§ Written instruction
Retype all of the data exactly as given.

§ Recorded data
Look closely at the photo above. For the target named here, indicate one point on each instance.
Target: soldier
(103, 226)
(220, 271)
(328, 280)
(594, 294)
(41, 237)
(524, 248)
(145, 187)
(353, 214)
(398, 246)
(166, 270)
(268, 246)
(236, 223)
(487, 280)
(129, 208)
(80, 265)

§ Complete answer
Look closely at the photo above. For the target named here, indicate one point on each instance.
Target: soldier
(103, 226)
(220, 271)
(328, 280)
(594, 294)
(41, 237)
(524, 248)
(145, 187)
(353, 214)
(398, 246)
(166, 270)
(268, 246)
(236, 223)
(487, 280)
(129, 208)
(80, 265)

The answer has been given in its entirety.